**THE PROBLEM**: Your task is to repeat the lines below exactly, excluding any pictures they contain.

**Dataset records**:

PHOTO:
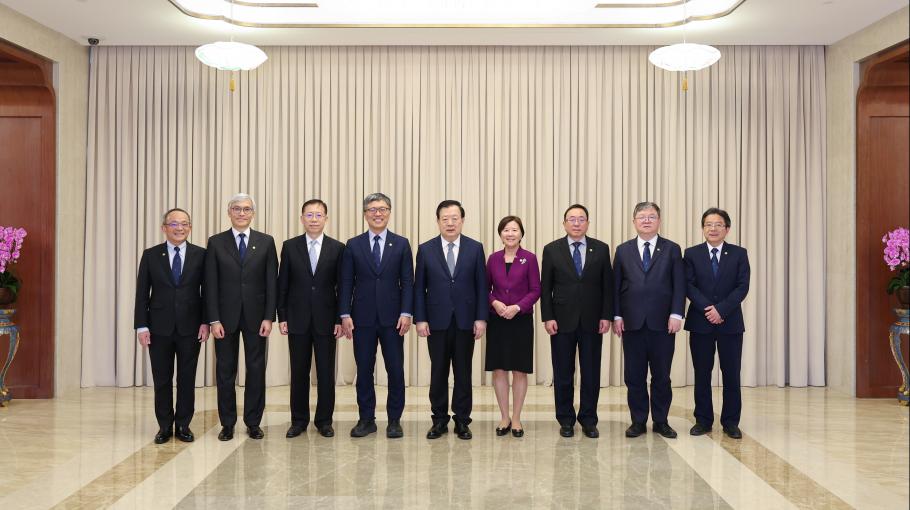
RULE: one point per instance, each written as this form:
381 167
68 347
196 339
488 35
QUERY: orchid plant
10 246
897 256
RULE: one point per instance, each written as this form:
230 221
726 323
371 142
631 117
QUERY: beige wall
71 83
842 80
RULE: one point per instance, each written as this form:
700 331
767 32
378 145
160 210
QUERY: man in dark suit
650 300
717 274
377 286
241 273
451 308
168 318
576 305
308 311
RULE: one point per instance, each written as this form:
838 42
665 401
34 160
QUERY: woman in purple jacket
514 279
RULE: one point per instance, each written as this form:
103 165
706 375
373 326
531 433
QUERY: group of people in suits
368 290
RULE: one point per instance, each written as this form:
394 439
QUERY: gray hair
376 197
641 206
241 197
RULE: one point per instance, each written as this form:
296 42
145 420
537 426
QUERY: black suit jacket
232 287
726 292
164 306
440 296
649 298
576 302
304 297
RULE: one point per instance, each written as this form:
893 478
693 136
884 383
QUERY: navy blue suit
450 303
645 300
726 292
375 298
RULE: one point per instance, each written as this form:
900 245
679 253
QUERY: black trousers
729 353
162 351
301 348
642 350
589 347
227 351
453 348
366 340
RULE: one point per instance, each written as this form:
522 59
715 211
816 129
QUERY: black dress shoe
636 429
463 431
185 434
255 432
363 428
733 432
295 430
699 430
393 430
664 429
227 433
437 430
163 435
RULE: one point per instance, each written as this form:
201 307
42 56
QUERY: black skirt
510 343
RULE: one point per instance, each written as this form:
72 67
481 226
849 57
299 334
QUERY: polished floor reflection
803 448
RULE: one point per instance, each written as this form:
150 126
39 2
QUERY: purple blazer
521 286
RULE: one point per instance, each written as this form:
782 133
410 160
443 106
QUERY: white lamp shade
684 57
231 56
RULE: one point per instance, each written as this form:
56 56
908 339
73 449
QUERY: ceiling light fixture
231 55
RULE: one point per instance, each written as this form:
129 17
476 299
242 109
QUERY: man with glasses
308 312
576 304
376 307
168 318
241 272
650 296
717 274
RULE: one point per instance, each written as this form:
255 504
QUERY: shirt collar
445 244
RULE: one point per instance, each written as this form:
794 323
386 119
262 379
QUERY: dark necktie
576 257
646 257
177 265
377 253
242 246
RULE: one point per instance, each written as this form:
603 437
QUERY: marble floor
803 448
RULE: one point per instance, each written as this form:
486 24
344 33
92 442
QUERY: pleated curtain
505 130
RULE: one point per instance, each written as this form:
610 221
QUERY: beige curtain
506 130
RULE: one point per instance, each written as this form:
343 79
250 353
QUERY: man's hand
347 324
713 315
673 325
480 327
423 329
203 333
551 327
618 327
404 324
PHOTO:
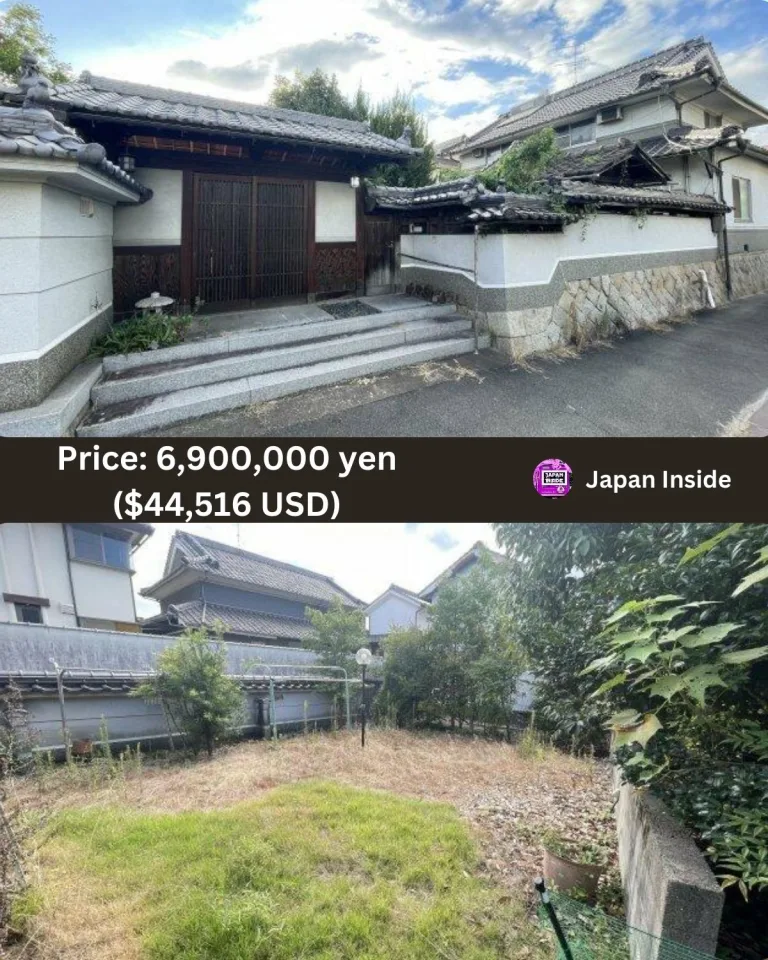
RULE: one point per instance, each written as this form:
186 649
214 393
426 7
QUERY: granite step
151 413
277 334
181 374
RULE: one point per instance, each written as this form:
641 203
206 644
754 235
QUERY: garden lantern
363 657
154 302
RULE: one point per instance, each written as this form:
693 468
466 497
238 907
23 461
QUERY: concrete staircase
141 392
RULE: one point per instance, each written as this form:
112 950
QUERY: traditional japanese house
250 204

**FULL OUTPUT**:
PHOTO:
RULE: one point per instance, each written as this form:
381 167
68 347
196 339
488 35
QUERY: orchid plant
10 246
897 256
RULE: one point per instance, each written as this form:
230 221
726 323
371 142
631 117
QUERY: beige wall
71 83
842 80
RULE: one point per instance, each written as this form:
700 331
767 32
378 145
160 210
QUERY: man in dark suit
650 300
717 274
377 286
241 273
451 308
168 318
576 305
308 311
RULE: one point per instance, each written as this form:
838 42
665 401
34 160
QUERY: woman in purple jacket
514 279
RULE: one point per instance, each written as this form:
103 165
706 375
373 326
531 433
QUERY: group of people in suits
368 290
RULE: one point per instance, each written as this form:
394 439
QUERY: gray hair
376 197
641 206
241 197
RULE: one point per instance, each written as this form:
296 42
145 420
537 426
QUERY: black suit jacket
232 287
726 292
164 306
440 296
649 298
576 302
304 297
RULE: one point per instance, each written as this form:
893 478
693 136
884 383
QUERY: navy blue suit
450 303
645 300
726 292
375 298
RULE: one point per instance, each written as this form:
900 245
679 253
QUERY: black trousers
729 353
162 351
301 348
642 350
589 347
227 351
453 348
366 340
RULE: one point per instance, each written as this form:
522 59
715 211
816 129
QUERY: black dress shoe
636 429
463 431
185 434
255 432
363 428
733 432
295 430
699 430
393 430
664 429
227 433
437 430
163 435
RULE: one point per instance, each written as this form:
201 307
42 56
QUERY: black skirt
510 343
RULE: one point per instance, each written as this form:
72 67
481 226
849 57
299 334
QUERY: polished floor reflection
803 448
RULE: one point per instance, each written as this form:
150 126
39 2
QUERY: purple blazer
521 286
RULE: one point per instance, each written as this form:
782 133
410 160
443 106
QUERY: white lamp shade
684 57
231 56
RULE: one point per instance, each written as this form:
56 56
908 339
73 449
QUERY: ceiling light fixture
231 55
RULE: one point per instance, each written as this form:
129 17
476 299
242 109
QUERY: man with glasses
308 312
576 304
376 307
168 318
241 272
650 296
717 274
RULE: one point per instance, each written as this form:
255 504
QUERY: shirt collar
445 244
RULE: one point per instance, each written as this form:
794 323
386 119
262 379
QUERY: dark necktie
576 257
646 257
177 265
377 253
242 246
RULE: one point per instance, each written as this form:
603 437
QUERY: marble floor
803 448
RULE: one point per instance, each written as this form:
486 24
344 33
92 442
QUERY: pleated curtain
505 130
RULE: one point per instance, each written as this form:
610 221
QUERY: beige curtain
506 130
RULE: one point per instance, each written as this form:
343 79
250 353
QUERY: man's hand
347 324
713 315
673 325
480 327
423 329
203 333
551 327
618 327
404 324
PHOTO:
RULE: one point per instance, each written as this form:
186 649
214 393
426 7
QUERY: granite step
151 413
277 334
181 374
RULE: one point per instance, each written as this form:
641 203
206 644
754 235
QUERY: garden lantern
363 657
154 302
RULE: one point per instance, each written as this form:
693 468
466 497
238 907
23 461
QUERY: concrete staircase
141 392
RULE: one point per instance, each written as this form:
112 950
QUERY: traditional japanese house
250 204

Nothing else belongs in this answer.